» VOS CONSIGNES
À partir de l'extrait sur la Nakba, répondez brièvement aux questions suivantes.
1. En quel mois et en quelle année les Nations unies votent-elles le plan de partage ?
2. Quel historien israélien l'extrait cite-t-il ?
3. Combien d'heures avant la fin du mandat britannique la création de l'État est-elle proclamée ?

» EXTRAIT SOURCE
__________

Nakba. Il y a 60
ans, ce fut une guerre d’occupation et de colonisation, la Palestine fut prise
à ses habitants. Israël fête un anniversaire qui marque pour les Palestiniens,
celui de leur catastrophe. De plus, à l’heure actuelle, il n’y a pas de
perspective visible de règlement. Etat des lieux.
Une NAKBA qui se pérennise
Il
était une fois un peuple ... une nuit, « les avions sont arrivés et ont
bombardé les routes, puis les tanks sont entrés dans la ville et l’ont occupée.
Nous nous sommes enfuis dans les champs d’oliviers. Je me suis caché là avec 50
autres personnes »... les témoignages ne manquent pas et les souvenirs
affolent. Souvenirs de journées noire de cette année 1948. Les choses ont
commencé quelques mois auparavant. En novembre 1947, les Nations-Unies votent
le plan de partage d’une terre qui s’appelait Palestine, l’objectif est de
créer un foyer pour les juifs (lire encadré ci-dessous). La Haganah, bande
paramilitaire sioniste, attaque les villes et villages palestiniens, expulse
une grande partie de la population et en tue une autre. Les atrocités étaient
importantes aussi bien que les rumeurs les accompagnant. Le massacre du village
de Deir Yassine n’est qu’un simple exemple de ces événements qui ont précédé la
Nakba. « La génération des adultes de 1948 qui avait combattu au front ou était
des officiers de la machine de guerre israélienne savait plus au moins ce qui
s’était passé, mais avait pour ainsi dire refoulé cette vérité », écrit Benny
Morris, historien israélien, qui précise que « nombreux étaient ceux qui
croyaient encore dans les années 1980 et 90 que c’étaient les dirigeants arabes
qui avaient demandé aux Palestiniens de fuir ». La théorie d’un exode
palestinien « volontaire » que beaucoup d’Israéliens tentent de véhiculer pour
rejeter le droit de retour des réfugiés Palestiniens. Des réfugiés qui sont
devenus synonyme de la catastrophe ou de la création de l’Etat d’Israël. C’était
un vendredi, il y a 60 ans, David Ben-Gourion, alors président du Conseil
national juif, proclame la création de l’Etat d’Eretz Israël, 8 heures avant la
fin du mandant britannique sur la Palestine.

__________

Extrait du jeu de données:

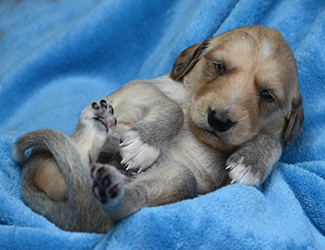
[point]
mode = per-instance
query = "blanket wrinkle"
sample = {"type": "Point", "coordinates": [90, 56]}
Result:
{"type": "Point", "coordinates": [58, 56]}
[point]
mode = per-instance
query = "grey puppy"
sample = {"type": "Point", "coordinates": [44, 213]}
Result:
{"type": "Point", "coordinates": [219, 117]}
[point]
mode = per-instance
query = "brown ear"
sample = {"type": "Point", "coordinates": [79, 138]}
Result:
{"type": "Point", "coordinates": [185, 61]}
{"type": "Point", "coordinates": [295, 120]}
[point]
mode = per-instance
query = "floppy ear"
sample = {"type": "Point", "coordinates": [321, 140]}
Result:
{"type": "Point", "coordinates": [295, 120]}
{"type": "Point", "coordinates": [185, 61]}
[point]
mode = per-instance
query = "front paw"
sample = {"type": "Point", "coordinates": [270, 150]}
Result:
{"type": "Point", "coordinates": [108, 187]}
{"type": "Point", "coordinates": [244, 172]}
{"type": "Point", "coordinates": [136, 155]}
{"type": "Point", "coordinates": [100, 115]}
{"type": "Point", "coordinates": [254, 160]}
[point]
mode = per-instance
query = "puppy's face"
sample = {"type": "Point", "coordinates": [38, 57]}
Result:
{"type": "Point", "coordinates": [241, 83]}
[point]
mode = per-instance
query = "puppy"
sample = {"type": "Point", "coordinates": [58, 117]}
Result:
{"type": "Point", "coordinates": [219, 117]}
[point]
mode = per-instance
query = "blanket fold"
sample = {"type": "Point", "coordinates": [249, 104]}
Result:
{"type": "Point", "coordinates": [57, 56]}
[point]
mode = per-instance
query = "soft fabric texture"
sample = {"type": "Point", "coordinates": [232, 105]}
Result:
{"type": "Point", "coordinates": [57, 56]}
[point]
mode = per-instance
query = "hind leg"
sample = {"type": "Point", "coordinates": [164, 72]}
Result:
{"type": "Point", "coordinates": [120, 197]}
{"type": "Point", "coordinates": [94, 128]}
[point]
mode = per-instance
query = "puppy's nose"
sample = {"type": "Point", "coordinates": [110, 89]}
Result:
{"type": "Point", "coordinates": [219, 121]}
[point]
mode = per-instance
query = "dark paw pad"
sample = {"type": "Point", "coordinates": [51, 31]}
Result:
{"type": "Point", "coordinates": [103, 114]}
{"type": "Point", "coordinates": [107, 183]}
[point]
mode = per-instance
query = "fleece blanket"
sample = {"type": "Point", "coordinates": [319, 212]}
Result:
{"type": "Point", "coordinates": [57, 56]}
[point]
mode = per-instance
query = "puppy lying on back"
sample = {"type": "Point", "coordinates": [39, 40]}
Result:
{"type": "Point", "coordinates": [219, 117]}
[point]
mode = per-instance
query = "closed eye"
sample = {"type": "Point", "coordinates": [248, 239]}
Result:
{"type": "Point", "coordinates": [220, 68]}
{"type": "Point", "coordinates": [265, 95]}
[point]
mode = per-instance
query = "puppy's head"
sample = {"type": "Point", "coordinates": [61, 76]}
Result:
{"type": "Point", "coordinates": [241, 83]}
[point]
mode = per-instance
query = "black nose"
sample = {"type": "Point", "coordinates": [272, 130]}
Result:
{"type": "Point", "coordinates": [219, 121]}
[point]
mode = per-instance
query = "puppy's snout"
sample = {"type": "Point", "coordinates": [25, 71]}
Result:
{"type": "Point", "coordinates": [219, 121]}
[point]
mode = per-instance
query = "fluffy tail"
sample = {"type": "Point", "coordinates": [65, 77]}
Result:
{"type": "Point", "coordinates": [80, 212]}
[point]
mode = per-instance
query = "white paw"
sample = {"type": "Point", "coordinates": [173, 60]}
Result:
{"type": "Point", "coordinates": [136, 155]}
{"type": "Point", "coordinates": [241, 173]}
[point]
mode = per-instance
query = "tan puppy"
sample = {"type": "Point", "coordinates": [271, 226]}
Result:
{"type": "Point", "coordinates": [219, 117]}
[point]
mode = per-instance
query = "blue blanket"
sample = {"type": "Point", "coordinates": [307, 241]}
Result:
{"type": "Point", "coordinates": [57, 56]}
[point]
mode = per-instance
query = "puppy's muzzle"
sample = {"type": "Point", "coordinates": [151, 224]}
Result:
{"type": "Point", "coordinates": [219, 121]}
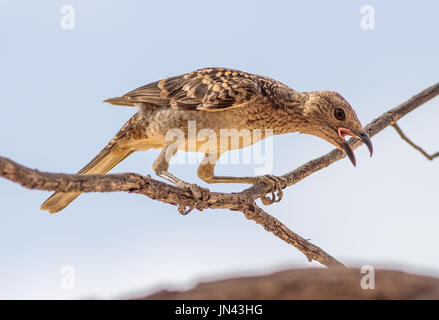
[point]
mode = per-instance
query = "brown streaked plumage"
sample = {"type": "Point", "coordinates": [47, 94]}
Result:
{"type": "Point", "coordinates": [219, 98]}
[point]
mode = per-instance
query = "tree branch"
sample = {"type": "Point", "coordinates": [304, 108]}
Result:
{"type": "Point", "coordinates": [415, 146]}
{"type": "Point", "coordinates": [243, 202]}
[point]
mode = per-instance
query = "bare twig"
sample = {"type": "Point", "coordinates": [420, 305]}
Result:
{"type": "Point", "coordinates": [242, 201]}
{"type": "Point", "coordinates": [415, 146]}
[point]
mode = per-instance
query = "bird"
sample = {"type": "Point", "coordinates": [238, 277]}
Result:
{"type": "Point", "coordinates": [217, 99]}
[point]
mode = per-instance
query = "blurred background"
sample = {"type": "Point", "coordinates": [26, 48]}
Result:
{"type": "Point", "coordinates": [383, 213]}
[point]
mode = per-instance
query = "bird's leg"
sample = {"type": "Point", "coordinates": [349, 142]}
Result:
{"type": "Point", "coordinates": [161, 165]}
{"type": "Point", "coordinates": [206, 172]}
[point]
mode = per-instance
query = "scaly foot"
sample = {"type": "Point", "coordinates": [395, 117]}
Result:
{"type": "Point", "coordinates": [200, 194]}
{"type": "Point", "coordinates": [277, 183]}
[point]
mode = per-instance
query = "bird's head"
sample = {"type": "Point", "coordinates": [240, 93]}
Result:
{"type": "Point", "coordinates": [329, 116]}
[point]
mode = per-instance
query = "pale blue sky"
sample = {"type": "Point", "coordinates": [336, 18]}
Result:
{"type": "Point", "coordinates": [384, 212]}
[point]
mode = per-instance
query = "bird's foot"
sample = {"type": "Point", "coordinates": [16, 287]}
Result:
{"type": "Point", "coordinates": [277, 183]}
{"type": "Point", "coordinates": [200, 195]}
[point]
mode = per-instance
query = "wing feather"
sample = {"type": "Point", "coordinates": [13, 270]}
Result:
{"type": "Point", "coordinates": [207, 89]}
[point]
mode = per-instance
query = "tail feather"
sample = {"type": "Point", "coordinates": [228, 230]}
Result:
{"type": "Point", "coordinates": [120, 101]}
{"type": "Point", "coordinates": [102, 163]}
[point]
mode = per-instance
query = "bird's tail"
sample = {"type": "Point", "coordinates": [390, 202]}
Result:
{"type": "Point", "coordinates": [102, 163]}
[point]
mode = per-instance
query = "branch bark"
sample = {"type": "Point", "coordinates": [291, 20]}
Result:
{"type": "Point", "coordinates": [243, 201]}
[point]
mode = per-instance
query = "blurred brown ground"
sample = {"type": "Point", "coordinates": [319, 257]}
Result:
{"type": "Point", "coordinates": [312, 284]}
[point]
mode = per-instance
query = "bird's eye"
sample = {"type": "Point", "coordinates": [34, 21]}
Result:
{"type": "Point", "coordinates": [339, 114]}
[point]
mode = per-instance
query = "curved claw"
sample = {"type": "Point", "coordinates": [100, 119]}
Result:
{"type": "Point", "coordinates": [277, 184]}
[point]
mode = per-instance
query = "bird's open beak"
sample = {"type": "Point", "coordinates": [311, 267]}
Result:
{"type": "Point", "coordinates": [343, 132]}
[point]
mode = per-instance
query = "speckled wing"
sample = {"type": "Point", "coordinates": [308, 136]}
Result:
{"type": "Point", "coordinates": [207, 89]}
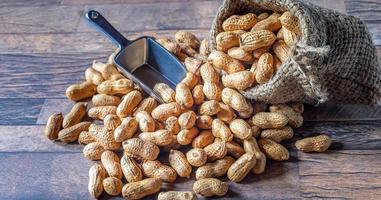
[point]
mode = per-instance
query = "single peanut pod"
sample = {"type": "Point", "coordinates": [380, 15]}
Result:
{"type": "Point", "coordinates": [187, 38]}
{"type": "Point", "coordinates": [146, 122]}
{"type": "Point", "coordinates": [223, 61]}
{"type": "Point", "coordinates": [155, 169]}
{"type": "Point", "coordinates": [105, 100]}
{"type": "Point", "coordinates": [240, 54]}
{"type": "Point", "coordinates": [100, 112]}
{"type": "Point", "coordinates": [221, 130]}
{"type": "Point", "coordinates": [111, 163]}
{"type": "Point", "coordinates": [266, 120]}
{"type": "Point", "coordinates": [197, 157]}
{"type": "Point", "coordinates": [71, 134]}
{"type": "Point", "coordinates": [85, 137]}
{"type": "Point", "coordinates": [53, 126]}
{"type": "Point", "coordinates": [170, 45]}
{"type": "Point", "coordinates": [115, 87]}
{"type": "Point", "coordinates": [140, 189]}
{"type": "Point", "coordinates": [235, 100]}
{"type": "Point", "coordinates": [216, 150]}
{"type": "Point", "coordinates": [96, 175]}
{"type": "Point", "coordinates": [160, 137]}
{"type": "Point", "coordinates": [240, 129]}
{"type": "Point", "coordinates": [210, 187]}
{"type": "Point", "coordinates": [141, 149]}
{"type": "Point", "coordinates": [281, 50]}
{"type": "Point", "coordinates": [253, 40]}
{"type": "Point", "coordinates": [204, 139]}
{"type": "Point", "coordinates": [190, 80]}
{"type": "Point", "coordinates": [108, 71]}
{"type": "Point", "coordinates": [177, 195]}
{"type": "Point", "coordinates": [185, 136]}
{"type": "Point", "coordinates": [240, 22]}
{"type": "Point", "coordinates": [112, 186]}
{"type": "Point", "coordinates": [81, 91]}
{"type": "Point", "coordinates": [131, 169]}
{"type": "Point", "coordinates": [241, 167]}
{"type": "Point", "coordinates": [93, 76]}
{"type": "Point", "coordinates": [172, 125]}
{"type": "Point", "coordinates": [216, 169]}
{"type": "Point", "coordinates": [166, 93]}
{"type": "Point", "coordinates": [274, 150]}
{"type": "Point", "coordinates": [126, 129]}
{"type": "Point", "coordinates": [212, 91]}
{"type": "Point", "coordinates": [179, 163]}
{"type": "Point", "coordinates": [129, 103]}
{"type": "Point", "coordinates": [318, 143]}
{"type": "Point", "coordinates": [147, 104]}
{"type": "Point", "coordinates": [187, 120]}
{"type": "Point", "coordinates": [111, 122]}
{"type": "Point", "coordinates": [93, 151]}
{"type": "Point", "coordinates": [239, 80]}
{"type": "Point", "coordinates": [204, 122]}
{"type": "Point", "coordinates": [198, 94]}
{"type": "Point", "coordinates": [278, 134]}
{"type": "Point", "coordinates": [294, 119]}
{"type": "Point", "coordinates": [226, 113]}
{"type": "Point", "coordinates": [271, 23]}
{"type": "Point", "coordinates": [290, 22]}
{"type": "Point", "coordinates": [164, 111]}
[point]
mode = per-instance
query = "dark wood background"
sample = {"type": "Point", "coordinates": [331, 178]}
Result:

__________

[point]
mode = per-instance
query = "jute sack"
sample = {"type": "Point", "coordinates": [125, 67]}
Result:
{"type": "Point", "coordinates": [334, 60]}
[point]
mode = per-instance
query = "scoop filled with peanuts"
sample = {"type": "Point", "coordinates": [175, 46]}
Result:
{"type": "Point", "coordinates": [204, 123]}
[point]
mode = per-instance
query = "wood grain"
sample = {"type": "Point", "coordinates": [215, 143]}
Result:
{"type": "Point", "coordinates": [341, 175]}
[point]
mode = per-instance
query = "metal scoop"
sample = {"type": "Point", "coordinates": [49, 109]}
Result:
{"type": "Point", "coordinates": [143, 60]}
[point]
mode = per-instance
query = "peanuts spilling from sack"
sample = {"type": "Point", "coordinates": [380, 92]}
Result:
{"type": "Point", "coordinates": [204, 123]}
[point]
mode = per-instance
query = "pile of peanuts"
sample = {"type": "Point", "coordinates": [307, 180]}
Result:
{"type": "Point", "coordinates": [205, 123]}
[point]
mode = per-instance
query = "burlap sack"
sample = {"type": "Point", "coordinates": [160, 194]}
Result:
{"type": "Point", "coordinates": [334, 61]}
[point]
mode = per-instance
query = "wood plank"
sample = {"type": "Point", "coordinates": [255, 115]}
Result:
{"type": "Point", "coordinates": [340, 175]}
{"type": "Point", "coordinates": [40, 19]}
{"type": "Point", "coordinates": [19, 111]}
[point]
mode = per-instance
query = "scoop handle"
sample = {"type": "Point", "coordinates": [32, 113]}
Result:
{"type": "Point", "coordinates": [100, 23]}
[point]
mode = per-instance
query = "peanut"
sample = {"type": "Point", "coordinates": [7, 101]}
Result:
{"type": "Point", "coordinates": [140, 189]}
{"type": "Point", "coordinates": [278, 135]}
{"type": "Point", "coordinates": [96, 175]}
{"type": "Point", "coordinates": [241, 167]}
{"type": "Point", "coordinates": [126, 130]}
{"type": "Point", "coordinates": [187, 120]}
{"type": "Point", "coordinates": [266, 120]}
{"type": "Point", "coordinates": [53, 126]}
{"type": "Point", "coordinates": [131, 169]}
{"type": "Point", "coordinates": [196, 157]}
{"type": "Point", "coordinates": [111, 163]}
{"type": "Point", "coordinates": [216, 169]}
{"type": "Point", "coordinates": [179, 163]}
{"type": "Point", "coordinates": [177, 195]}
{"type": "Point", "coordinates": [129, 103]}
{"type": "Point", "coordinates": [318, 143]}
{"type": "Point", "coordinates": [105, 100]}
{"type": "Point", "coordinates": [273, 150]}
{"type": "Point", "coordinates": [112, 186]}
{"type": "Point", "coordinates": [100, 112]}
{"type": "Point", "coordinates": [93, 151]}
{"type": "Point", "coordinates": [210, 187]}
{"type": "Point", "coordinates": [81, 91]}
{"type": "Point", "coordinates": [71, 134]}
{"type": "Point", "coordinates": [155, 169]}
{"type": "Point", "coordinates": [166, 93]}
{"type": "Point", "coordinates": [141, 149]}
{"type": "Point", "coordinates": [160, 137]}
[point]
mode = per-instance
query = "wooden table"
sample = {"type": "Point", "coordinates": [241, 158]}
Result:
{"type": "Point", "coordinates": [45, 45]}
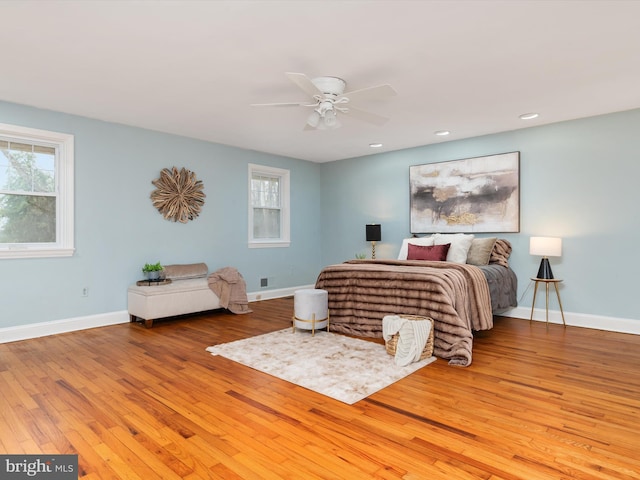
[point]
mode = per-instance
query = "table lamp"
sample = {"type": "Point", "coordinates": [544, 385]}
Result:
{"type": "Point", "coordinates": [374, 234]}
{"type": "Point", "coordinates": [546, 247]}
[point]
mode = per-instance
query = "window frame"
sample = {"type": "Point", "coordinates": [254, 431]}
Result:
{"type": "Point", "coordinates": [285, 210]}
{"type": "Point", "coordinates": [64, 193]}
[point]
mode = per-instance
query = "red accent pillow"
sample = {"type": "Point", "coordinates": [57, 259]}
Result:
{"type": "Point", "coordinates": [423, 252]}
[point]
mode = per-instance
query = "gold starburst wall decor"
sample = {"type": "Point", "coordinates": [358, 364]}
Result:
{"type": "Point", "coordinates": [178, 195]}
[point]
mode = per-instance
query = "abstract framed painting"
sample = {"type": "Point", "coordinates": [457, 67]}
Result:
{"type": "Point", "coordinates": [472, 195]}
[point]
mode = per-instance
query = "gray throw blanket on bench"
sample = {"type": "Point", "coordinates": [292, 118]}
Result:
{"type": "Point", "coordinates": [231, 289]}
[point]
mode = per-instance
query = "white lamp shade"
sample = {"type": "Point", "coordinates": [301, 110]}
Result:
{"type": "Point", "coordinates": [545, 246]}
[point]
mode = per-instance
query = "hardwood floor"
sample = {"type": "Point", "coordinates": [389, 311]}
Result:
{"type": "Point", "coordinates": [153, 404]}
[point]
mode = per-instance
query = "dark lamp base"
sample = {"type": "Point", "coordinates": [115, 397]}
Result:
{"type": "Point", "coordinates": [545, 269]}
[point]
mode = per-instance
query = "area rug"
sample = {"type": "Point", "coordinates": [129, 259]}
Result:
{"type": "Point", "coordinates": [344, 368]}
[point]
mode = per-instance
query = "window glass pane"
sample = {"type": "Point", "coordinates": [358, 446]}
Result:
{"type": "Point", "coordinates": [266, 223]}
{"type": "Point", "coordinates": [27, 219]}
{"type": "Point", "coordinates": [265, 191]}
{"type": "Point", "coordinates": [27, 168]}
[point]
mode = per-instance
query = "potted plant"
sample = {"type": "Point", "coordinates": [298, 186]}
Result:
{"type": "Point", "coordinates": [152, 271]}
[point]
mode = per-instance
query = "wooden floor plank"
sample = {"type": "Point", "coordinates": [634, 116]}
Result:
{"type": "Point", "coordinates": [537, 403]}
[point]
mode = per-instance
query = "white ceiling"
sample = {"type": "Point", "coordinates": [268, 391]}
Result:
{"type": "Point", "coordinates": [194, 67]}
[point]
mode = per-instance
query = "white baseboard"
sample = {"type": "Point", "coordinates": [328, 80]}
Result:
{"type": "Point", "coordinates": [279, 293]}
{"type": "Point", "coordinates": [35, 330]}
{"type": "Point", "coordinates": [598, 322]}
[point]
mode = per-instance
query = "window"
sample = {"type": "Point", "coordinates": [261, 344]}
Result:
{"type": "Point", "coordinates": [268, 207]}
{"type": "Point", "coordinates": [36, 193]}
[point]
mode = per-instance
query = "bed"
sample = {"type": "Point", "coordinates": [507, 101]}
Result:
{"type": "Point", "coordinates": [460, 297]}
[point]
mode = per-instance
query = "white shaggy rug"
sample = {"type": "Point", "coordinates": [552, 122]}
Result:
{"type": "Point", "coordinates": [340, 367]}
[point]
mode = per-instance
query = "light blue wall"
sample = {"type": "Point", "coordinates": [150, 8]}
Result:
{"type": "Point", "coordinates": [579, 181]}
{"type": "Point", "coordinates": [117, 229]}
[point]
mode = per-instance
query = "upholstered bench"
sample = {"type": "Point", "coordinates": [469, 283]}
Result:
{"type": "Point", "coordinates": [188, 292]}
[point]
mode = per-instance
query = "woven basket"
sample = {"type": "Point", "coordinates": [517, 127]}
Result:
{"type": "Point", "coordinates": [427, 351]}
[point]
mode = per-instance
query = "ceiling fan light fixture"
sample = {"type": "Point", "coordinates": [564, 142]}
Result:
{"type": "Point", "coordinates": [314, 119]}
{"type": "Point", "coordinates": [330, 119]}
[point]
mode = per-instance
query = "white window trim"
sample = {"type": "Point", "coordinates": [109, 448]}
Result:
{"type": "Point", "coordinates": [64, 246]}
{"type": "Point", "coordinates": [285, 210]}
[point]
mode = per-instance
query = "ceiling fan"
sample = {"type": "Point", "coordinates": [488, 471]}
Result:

__________

» RÉPONSE RÉDIGÉE
1. En novembre 1947.
2. Benny Morris.
3. 8 heures.